■ **Material provided**:
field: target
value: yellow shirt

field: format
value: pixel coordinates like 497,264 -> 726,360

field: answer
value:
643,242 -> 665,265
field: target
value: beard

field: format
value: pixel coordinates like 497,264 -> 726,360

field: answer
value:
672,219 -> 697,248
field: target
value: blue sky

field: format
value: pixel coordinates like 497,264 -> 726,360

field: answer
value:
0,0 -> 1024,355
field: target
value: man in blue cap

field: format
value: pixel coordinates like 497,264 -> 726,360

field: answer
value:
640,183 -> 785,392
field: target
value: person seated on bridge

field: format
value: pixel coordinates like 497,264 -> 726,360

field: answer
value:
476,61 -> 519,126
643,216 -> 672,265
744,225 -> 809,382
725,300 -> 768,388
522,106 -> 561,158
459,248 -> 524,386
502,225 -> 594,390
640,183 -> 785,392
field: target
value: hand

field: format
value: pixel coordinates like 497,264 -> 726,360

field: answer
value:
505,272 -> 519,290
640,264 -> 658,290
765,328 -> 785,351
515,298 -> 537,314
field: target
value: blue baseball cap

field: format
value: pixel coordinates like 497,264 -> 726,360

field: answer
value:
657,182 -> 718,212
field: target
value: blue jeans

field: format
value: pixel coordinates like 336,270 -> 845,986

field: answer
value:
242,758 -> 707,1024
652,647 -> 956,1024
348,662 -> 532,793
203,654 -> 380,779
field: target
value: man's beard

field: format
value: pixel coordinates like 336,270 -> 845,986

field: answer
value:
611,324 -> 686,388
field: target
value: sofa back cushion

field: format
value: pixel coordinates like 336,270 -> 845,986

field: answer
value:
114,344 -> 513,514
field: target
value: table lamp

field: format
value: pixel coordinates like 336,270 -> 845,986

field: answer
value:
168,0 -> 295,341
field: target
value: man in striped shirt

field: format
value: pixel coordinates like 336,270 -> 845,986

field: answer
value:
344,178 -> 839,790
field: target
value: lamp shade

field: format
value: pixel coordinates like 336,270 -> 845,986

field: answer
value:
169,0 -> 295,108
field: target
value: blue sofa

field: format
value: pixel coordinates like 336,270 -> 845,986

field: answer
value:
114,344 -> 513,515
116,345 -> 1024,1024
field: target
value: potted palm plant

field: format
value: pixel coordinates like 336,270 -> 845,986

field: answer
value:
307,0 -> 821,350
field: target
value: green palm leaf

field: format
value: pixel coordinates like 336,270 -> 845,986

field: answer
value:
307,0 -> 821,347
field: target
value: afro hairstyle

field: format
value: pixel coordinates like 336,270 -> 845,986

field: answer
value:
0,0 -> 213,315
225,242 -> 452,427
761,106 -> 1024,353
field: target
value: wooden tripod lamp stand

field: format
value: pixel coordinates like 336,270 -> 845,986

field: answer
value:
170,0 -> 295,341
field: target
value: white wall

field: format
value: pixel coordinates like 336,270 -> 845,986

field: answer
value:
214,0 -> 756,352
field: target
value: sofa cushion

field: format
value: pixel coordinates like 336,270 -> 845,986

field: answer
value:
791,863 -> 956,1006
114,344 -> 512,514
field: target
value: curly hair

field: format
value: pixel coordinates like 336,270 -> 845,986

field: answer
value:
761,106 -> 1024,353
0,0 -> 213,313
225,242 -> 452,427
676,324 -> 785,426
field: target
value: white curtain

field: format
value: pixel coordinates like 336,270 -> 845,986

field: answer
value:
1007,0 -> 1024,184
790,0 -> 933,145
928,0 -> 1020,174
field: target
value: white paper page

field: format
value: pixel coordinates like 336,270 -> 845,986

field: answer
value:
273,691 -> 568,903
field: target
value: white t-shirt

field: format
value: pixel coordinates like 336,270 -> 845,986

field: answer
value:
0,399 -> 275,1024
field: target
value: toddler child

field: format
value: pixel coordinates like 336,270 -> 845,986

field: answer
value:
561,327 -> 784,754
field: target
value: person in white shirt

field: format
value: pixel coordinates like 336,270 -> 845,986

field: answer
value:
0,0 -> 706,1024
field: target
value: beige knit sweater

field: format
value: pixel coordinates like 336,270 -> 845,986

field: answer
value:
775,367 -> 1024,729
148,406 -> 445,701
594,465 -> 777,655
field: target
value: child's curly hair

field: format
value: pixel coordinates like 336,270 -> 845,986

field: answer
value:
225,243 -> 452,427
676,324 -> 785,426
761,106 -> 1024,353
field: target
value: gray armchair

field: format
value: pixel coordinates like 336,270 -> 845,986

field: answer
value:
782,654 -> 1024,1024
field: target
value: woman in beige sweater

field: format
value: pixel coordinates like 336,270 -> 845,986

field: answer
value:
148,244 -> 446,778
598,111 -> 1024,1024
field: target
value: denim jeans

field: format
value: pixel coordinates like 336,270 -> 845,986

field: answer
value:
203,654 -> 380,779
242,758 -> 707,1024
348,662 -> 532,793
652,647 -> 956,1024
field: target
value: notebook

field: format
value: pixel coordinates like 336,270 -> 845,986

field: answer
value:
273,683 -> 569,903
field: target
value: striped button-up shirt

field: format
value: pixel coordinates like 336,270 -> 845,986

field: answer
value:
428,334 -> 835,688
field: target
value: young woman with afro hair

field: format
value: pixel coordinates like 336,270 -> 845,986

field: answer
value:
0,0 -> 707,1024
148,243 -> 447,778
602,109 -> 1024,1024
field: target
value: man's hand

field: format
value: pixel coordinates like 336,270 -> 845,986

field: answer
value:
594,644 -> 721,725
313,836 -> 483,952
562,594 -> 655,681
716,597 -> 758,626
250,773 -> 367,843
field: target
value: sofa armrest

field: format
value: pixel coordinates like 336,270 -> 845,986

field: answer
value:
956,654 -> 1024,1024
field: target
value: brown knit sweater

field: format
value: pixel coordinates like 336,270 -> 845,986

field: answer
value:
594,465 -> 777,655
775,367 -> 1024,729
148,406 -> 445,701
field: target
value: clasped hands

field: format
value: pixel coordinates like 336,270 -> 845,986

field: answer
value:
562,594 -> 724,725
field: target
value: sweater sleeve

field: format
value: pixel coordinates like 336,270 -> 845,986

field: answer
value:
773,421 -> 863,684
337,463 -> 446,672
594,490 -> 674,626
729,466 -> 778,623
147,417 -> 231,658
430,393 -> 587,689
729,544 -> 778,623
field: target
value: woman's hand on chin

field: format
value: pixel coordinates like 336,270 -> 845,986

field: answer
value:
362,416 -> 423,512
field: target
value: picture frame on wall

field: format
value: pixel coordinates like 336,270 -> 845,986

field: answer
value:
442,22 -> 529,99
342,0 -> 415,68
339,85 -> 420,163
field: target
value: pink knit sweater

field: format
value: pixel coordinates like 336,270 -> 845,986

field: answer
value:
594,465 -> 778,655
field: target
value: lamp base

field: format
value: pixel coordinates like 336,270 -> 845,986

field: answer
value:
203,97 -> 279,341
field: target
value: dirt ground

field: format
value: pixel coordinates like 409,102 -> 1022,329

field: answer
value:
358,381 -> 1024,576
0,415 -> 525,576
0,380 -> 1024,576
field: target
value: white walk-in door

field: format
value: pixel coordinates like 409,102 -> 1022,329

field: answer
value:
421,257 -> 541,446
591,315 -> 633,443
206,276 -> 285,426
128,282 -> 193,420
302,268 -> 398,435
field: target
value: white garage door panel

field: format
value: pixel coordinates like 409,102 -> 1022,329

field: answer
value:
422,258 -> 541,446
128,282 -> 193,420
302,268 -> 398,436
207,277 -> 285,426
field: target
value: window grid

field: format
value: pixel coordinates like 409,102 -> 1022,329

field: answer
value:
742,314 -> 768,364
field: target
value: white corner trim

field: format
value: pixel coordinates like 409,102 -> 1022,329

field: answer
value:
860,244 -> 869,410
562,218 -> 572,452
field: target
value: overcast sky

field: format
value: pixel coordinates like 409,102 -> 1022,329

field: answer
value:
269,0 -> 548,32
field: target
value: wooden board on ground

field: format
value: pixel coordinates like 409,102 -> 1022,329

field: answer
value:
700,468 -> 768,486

■ **Given exercise**: Which lines in the entries above contain the string "lamp"? Report each such line in full.

■ **Response**:
value: table lamp
value: lamp shade
value: wooden tripod lamp stand
value: lamp base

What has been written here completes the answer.